##### Texte à lire #####
Les interventions ciblant les stades moléculaires précoces pourraient potentiellement changer la donne. « En examinant comment les traitements médicamenteux peuvent intervenir tôt dans le processus de la maladie, nous visons à développer des thérapies qui pourraient prévenir ou même guérir la maladie d’Alzheimer », explique dans un communiqué de l’Université d’Auburn Miranda Reed, coauteure principale de la nouvelle étude.
Une intervention aux stades moléculaires précoces de la maladie
Dans le cadre de la nouvelle étude, décrite dans le Journal of Neurochemistry, Reed et ses collègues ont cherché à déterminer si des modèles murins d’Alzheimer précoce présentaient des changements au niveau des transporteurs vésiculaires présynaptiques du glutamate (VGlut1). Les échanges de neurotransmetteurs entre les synapses s’effectuent notamment par le biais de vésicules présynaptiques qui les libèrent dans l’espace situé entre deux synapses (appelé fente synaptique). Plus précisément, les vésicules enrobent les molécules, puis les libèrent en se collant à la membrane présynaptique (de la première synapse) et en y créant une ouverture. Les neurotransmetteurs sont ensuite réceptionnés par les récepteurs (postsynaptiques) situés au niveau de la seconde synapse.
Les chercheurs ont constaté une importante augmentation de VGlut1 chez des souris transgéniques (génétiquement modifiées). Ce constat concorde avec les précédentes observations indiquant que bien que les vésicules diminuent aux stades ultérieurs de la maladie, les patients qui ne présentent encore que des troubles cognitifs légers ont un taux excessif de VGlut1. Cela expliquerait en outre pourquoi les patients souffrant de troubles cognitifs légers possèdent des niveaux très élevés de glutamate et présentent une hyperexcitabilité de l’hippocampe. Cette dernière se produit généralement à la suite d’un stress causé par un choc émotionnel.
La seconde étape de l’étude consistait à déterminer si la réduction des niveaux de glutamate pouvait inverser le déclin cognitif. Pour ce faire, les chercheurs ont administré du troriluzole, un médicament peptidique dérivé du riluzole (un modulateur du glutamate), à des modèles murins d’Alzheimer précoce âgés de 8 mois. De précédents travaux ont montré que le riluzole réduisait la libération du glutamate dans la fente synaptique et améliorait les fonctions cognitives, alors que les niveaux de plaques amyloïdes restaient inchangés.
L’équipe de la nouvelle étude a observé une réduction significative des niveaux de VGlut1 et de glutamate libéré chez les souris traitées au troriluzole, ainsi qu’une diminution de l’hyperactivité synaptique. Ces changements moléculaires ont été accompagnés d’une amélioration notable des fonctions cognitives. En testant les performances cognitives et la mémoire des souris par le biais d’un labyrinthe, celles traitées ont obtenu de bien meilleurs résultats que les souris témoins.
« Ces résultats sont prometteurs, car ils suggèrent que le troriluzole peut protéger le cerveau à un niveau fondamental, en commençant par des changements moléculaires et en améliorant les capacités cognitives », estime Reed. « C’est comme réparer un moteur avant qu’il ne tombe en panne », ajoute-t-elle à titre de comparaison. Toutefois, bien que les résultats soient encourageants, les chercheurs soulignent que davantage de recherches sont nécessaires afin de déterminer la manière dont le composé agit à différents stades de progression de la maladie.
#####
- Liste des consignes -
- A) Pour chacune des affirmations suivantes, dites si elle est conforme au texte sur la maladie d’Alzheimer, par oui ou non, en citant les mots du texte qui tranchent. (i) Chez les souris transgéniques, le taux de VGlut1 avait baissé. (ii) Le troriluzole a été donné à des souris âgées de 8 mois. (iii) D’après de précédents travaux, le riluzole faisait diminuer les plaques amyloïdes.
- B) Recopiez à l’identique le passage du texte sur la maladie d’Alzheimer qui s’ouvre sur les mots contenant « L’équipe de la » et se termine par « les souris témoins. ».
##### Entrées répertoriées #####
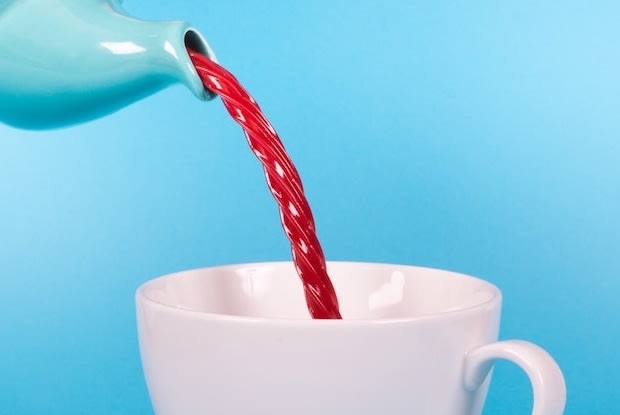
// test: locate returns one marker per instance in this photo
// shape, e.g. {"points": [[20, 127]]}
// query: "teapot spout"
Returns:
{"points": [[87, 59]]}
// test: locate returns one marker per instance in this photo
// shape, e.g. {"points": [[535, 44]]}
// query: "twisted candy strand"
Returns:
{"points": [[283, 181]]}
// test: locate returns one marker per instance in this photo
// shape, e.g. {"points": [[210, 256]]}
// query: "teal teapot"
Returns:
{"points": [[64, 62]]}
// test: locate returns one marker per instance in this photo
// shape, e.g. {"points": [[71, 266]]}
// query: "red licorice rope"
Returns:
{"points": [[283, 181]]}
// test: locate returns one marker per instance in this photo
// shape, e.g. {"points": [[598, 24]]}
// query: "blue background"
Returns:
{"points": [[481, 137]]}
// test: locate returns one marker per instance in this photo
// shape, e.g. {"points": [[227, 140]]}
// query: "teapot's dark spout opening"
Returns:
{"points": [[194, 40]]}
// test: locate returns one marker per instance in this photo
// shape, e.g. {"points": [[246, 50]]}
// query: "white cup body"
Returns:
{"points": [[238, 339]]}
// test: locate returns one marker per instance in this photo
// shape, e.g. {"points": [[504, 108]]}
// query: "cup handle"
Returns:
{"points": [[548, 385]]}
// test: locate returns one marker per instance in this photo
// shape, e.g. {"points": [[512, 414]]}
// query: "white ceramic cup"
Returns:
{"points": [[238, 340]]}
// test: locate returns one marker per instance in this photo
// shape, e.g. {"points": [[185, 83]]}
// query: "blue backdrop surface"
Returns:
{"points": [[481, 137]]}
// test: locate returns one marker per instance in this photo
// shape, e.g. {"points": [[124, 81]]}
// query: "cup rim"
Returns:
{"points": [[141, 297]]}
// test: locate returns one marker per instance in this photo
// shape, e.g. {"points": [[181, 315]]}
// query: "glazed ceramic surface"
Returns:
{"points": [[238, 339], [68, 61]]}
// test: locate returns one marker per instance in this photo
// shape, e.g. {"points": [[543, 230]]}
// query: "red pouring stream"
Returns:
{"points": [[283, 181]]}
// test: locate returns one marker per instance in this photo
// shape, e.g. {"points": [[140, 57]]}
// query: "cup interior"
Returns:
{"points": [[273, 290]]}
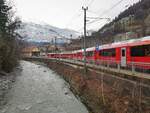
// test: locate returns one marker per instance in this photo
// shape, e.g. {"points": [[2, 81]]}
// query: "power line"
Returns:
{"points": [[105, 12], [90, 3], [77, 15]]}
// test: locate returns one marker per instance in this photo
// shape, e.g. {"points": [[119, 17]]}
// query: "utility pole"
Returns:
{"points": [[55, 46], [84, 43]]}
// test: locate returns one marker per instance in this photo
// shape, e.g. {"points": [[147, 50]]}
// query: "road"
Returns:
{"points": [[40, 90]]}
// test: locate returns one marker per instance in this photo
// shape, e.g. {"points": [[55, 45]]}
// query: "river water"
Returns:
{"points": [[39, 90]]}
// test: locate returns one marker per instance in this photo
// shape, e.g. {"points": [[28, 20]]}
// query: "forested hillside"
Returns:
{"points": [[132, 23], [9, 50]]}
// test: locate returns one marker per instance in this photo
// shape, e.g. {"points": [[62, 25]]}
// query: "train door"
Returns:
{"points": [[123, 57]]}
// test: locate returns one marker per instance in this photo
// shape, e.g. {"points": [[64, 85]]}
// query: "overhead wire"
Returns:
{"points": [[105, 12]]}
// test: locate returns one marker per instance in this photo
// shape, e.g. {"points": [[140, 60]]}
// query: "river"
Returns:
{"points": [[40, 90]]}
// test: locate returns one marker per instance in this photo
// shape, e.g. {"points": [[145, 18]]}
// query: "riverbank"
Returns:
{"points": [[103, 93], [6, 82]]}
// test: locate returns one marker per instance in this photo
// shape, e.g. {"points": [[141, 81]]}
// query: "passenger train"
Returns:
{"points": [[125, 53]]}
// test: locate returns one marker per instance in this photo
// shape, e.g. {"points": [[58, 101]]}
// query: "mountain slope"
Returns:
{"points": [[45, 33]]}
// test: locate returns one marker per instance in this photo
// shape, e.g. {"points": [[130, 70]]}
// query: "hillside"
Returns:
{"points": [[32, 32]]}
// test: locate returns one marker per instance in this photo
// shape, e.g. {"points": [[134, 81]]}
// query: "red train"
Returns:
{"points": [[126, 53]]}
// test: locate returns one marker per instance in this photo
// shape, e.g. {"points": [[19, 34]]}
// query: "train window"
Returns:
{"points": [[123, 53], [140, 51], [108, 52], [89, 53]]}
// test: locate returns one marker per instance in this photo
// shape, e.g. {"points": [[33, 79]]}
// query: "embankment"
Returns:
{"points": [[105, 93]]}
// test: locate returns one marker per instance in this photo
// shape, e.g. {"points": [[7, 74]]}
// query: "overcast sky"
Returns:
{"points": [[68, 13]]}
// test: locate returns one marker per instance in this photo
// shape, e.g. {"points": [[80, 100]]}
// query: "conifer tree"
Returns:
{"points": [[8, 42]]}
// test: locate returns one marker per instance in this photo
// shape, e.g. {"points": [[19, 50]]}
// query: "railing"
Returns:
{"points": [[132, 67]]}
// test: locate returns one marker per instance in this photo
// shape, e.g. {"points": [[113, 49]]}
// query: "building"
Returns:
{"points": [[30, 51]]}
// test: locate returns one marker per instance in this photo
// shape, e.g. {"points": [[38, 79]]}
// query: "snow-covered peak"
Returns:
{"points": [[44, 32]]}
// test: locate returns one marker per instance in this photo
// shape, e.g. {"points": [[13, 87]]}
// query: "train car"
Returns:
{"points": [[127, 53]]}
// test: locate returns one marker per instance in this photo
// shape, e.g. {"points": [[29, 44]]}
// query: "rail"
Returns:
{"points": [[132, 69]]}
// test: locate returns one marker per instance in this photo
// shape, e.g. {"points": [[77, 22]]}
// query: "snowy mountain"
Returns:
{"points": [[32, 32]]}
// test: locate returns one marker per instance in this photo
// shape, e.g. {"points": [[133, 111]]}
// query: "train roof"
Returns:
{"points": [[132, 42]]}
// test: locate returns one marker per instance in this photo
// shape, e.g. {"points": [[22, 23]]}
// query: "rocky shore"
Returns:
{"points": [[6, 82], [103, 93]]}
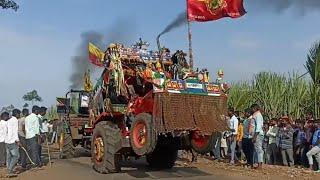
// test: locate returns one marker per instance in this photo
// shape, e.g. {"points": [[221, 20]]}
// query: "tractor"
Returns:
{"points": [[151, 108], [75, 127]]}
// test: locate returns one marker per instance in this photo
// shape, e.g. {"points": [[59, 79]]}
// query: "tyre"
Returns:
{"points": [[143, 137], [106, 142], [202, 144], [164, 156], [67, 150]]}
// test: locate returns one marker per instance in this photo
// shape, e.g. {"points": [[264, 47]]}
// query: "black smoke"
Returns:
{"points": [[122, 31], [180, 20]]}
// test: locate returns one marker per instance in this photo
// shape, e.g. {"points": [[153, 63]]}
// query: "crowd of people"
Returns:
{"points": [[21, 135], [279, 141]]}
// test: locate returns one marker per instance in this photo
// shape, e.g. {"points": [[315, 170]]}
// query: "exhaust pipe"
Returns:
{"points": [[158, 42]]}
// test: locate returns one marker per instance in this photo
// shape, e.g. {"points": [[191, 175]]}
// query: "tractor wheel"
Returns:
{"points": [[201, 143], [164, 156], [143, 137], [106, 142], [67, 150]]}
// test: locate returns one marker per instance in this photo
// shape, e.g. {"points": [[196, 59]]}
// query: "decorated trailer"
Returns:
{"points": [[145, 103], [151, 106]]}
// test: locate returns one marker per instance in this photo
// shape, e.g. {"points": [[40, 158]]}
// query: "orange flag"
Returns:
{"points": [[209, 10]]}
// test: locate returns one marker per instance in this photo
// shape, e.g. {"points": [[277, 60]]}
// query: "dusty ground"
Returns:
{"points": [[80, 168]]}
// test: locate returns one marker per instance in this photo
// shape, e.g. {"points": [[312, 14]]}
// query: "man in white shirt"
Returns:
{"points": [[43, 130], [22, 138], [259, 134], [3, 133], [12, 142], [234, 129], [32, 129]]}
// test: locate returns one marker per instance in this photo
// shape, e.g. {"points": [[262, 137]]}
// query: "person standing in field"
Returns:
{"points": [[272, 149], [234, 130], [315, 151], [239, 139], [12, 142], [299, 144], [259, 134], [43, 130], [3, 133], [22, 138], [32, 128], [286, 142], [248, 133]]}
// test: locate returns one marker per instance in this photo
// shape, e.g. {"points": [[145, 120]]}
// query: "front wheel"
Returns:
{"points": [[106, 142]]}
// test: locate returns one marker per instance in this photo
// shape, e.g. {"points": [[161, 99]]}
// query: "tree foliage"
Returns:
{"points": [[9, 4], [32, 97]]}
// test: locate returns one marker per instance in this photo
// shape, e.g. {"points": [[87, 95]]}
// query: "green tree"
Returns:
{"points": [[26, 105], [313, 67], [32, 97], [9, 4]]}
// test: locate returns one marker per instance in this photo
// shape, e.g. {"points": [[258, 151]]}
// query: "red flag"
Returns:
{"points": [[209, 10]]}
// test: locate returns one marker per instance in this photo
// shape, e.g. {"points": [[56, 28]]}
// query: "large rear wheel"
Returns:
{"points": [[143, 137], [106, 142]]}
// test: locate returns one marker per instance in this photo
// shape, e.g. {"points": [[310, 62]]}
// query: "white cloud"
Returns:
{"points": [[245, 43], [32, 61]]}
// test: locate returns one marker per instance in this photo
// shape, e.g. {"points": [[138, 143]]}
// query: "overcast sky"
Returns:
{"points": [[38, 41]]}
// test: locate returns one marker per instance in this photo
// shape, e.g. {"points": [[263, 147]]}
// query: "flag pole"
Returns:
{"points": [[190, 45], [190, 40]]}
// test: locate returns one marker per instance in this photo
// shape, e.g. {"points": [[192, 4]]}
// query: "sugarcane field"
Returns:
{"points": [[185, 89]]}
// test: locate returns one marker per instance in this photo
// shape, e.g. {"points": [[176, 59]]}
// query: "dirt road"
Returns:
{"points": [[80, 169]]}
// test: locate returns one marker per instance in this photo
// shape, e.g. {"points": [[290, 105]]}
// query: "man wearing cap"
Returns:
{"points": [[315, 151]]}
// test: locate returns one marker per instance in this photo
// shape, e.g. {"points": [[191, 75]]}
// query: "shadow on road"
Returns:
{"points": [[140, 169]]}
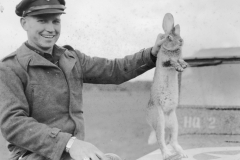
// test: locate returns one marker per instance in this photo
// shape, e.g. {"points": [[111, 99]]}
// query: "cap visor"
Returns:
{"points": [[45, 11]]}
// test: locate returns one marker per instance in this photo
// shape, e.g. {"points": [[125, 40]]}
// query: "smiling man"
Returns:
{"points": [[41, 87]]}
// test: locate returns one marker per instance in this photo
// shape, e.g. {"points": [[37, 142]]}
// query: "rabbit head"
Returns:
{"points": [[173, 41]]}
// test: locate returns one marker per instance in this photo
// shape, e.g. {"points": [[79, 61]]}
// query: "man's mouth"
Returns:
{"points": [[48, 36]]}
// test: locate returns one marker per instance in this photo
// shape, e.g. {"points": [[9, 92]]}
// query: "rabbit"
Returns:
{"points": [[164, 96]]}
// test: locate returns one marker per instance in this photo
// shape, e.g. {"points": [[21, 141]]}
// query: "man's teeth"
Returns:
{"points": [[47, 36]]}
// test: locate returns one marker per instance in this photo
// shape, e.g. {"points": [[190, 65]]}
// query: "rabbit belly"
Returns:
{"points": [[165, 92]]}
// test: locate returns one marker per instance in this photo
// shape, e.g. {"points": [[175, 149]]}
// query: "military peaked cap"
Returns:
{"points": [[36, 7]]}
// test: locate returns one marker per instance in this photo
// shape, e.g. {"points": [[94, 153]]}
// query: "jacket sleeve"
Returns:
{"points": [[18, 127], [104, 71]]}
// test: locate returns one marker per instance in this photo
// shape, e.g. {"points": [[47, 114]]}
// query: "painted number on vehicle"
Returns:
{"points": [[195, 122]]}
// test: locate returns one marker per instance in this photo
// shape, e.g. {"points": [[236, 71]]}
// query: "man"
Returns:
{"points": [[41, 87]]}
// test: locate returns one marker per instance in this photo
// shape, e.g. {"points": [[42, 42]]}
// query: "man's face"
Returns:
{"points": [[43, 30]]}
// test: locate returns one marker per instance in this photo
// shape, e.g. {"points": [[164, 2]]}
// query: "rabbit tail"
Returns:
{"points": [[152, 138]]}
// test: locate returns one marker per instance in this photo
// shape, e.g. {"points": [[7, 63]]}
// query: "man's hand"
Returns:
{"points": [[81, 150], [160, 39]]}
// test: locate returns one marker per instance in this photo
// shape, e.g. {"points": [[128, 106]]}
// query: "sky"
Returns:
{"points": [[116, 28]]}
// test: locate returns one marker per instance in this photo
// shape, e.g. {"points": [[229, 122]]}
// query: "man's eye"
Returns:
{"points": [[56, 22], [170, 38], [41, 20]]}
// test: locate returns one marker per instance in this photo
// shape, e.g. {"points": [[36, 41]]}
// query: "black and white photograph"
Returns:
{"points": [[120, 80]]}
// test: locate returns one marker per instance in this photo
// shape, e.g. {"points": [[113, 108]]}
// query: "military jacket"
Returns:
{"points": [[41, 103]]}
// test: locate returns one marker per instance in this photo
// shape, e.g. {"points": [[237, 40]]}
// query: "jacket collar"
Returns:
{"points": [[27, 58]]}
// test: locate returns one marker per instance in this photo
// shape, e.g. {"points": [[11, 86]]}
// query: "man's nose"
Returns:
{"points": [[49, 27]]}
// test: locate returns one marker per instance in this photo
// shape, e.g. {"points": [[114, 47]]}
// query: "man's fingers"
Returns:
{"points": [[101, 156], [94, 157]]}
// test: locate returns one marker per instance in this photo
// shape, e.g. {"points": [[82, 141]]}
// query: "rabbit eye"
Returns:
{"points": [[170, 38]]}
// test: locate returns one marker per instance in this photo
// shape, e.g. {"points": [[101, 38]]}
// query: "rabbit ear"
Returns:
{"points": [[177, 29], [168, 23]]}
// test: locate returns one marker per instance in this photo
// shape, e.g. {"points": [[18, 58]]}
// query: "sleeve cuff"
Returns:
{"points": [[61, 142]]}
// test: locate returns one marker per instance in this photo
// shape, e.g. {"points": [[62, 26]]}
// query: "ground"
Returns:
{"points": [[115, 122]]}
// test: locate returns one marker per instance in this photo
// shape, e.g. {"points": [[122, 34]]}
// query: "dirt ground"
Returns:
{"points": [[115, 122]]}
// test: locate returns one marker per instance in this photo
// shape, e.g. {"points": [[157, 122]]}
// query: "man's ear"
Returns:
{"points": [[23, 22]]}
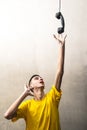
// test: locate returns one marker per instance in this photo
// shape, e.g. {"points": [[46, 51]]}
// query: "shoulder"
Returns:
{"points": [[54, 93]]}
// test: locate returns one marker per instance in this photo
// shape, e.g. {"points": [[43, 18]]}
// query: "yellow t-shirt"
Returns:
{"points": [[42, 114]]}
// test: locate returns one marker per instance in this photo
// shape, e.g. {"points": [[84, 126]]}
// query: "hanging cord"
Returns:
{"points": [[60, 16], [59, 5]]}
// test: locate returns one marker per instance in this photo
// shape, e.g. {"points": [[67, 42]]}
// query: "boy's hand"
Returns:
{"points": [[60, 38], [28, 90]]}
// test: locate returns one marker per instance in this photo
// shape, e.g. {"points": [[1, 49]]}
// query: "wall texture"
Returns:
{"points": [[27, 46]]}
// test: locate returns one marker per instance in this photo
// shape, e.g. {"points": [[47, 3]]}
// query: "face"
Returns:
{"points": [[38, 87]]}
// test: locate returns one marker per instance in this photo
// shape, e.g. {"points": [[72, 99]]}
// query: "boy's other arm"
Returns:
{"points": [[12, 110]]}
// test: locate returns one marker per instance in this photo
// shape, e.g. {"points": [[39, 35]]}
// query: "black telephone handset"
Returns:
{"points": [[60, 16]]}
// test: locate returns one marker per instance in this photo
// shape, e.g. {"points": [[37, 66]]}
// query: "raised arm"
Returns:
{"points": [[12, 110], [60, 69]]}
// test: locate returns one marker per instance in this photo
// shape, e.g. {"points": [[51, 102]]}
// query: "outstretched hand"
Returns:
{"points": [[60, 38], [28, 90]]}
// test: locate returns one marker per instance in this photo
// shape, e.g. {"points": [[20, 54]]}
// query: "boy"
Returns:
#####
- Exercices corrigés -
- A)
(i) Non : « Les chercheurs ont constaté une importante augmentation de VGlut1 chez des souris transgéniques »
(ii) Oui : « à des modèles murins d’Alzheimer précoce âgés de 8 mois »
(iii) Non : « alors que les niveaux de plaques amyloïdes restaient inchangés »

- B)
L’équipe de la nouvelle étude a observé une réduction significative des niveaux de VGlut1 et de glutamate libéré chez les souris traitées au troriluzole, ainsi qu’une diminution de l’hyperactivité synaptique. Ces changements moléculaires ont été accompagnés d’une amélioration notable des fonctions cognitives. En testant les performances cognitives et la mémoire des souris par le biais d’un labyrinthe, celles traitées ont obtenu de bien meilleurs résultats que les souris témoins.